• _Task goal_
Copy out every line below without alteration.

Data extracted from a collection:
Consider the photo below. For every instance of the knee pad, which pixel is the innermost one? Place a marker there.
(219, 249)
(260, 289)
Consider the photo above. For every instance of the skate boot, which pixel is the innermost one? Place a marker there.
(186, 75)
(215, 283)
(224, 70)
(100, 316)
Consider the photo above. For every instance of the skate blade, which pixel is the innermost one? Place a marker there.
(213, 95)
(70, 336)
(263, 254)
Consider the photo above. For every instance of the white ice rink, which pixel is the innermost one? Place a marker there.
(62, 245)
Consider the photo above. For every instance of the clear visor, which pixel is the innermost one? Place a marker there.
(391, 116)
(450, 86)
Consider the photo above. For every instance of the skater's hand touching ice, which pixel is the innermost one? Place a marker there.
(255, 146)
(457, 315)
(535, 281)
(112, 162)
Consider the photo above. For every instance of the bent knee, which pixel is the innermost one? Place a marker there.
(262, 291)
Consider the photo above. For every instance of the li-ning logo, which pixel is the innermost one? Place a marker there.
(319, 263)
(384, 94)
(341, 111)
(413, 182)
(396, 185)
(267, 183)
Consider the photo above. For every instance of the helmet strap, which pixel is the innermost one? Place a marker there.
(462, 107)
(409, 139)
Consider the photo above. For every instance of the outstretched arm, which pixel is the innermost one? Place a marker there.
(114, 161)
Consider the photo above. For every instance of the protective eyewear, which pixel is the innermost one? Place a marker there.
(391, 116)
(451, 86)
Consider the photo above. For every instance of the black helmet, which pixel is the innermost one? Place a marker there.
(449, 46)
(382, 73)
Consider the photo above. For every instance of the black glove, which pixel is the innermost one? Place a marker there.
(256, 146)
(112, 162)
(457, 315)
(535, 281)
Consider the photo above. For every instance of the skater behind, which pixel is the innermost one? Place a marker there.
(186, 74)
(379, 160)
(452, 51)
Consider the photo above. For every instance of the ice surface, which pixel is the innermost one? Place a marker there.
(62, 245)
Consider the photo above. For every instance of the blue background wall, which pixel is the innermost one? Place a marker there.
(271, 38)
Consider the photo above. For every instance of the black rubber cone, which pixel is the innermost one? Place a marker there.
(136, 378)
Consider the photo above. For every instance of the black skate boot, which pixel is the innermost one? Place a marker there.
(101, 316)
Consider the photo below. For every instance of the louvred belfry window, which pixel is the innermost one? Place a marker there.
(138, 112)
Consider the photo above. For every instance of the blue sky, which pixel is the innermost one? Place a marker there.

• _Solution for this task_
Consider the photo below. For every instance of the knee pad, which pixel is the innermost one? Place a marker there.
(219, 249)
(260, 289)
Consider the photo above. For every instance of the skate boot, which pixel is the innermost one? Place a marker there.
(186, 75)
(215, 283)
(224, 70)
(100, 316)
Consider the photo above. For every instance of the skate blade, which pixel is the innermost one? Place a marker there.
(213, 95)
(70, 336)
(263, 254)
Consider the photo above. For every instance of the white ice rink, which pixel is the innermost one? Place a marker there.
(62, 245)
Consider the photo above. For every instance of the clear visor, which pixel is the innermost one? Place a marker there.
(391, 116)
(450, 86)
Consider the photo above. For every instance of the skater's hand touching ice, which pixel is the innermost one? Place a marker there.
(255, 146)
(457, 315)
(535, 281)
(112, 162)
Consider the photo above. For every instance of the bent knee, which pixel is the innermost one? Place a marker there.
(262, 291)
Consider the photo above. For every instance of the li-ning logo, which pixel is the innermost one? Place a marker there.
(319, 263)
(384, 94)
(341, 111)
(413, 182)
(396, 185)
(267, 183)
Consider the photo above. For every instance of the helmet strap, which pixel is the innermost one? Place a marker there.
(462, 107)
(409, 139)
Consider the photo above. For every instance of the outstretched arm, which pixel is the innermost one? Place a marker there.
(114, 161)
Consider the photo above. For every instance of the protective eyewear, which pixel is the innermost one? Place a marker there.
(391, 116)
(451, 86)
Consider the photo above. For every instance of the black helmet, which pixel is the innermost one? Place a marker there.
(449, 46)
(382, 73)
Consider the photo above. For every instance of the black glove, which pixel is the innermost one? Place a marker there.
(256, 146)
(112, 162)
(457, 315)
(535, 281)
Consider the photo above. For every instance of the skater behind, which pixel is the innermost one? Place a marker there.
(186, 74)
(379, 160)
(452, 51)
Consider the photo above. For every instance of the ice surface, which pixel is the innermost one? Place a marker there.
(62, 245)
Consider the photo above. For every instance of the blue background wall, which pixel is the innermost one? Place a marker there.
(271, 38)
Consider the photo above. For every instance of the black rubber cone, which pixel is the innermost one? Place a marker there.
(136, 378)
Consider the photo above. For every instance of the black skate boot, which pixel is the innermost one? Place a marker there.
(101, 316)
Consider the photo below. For every instance of the louvred belfry window, which pixel is the innermost one? Place a marker there.
(138, 112)
Consider the photo above. For every instance of the blue sky, which pixel is the innermost one? Place a marker there.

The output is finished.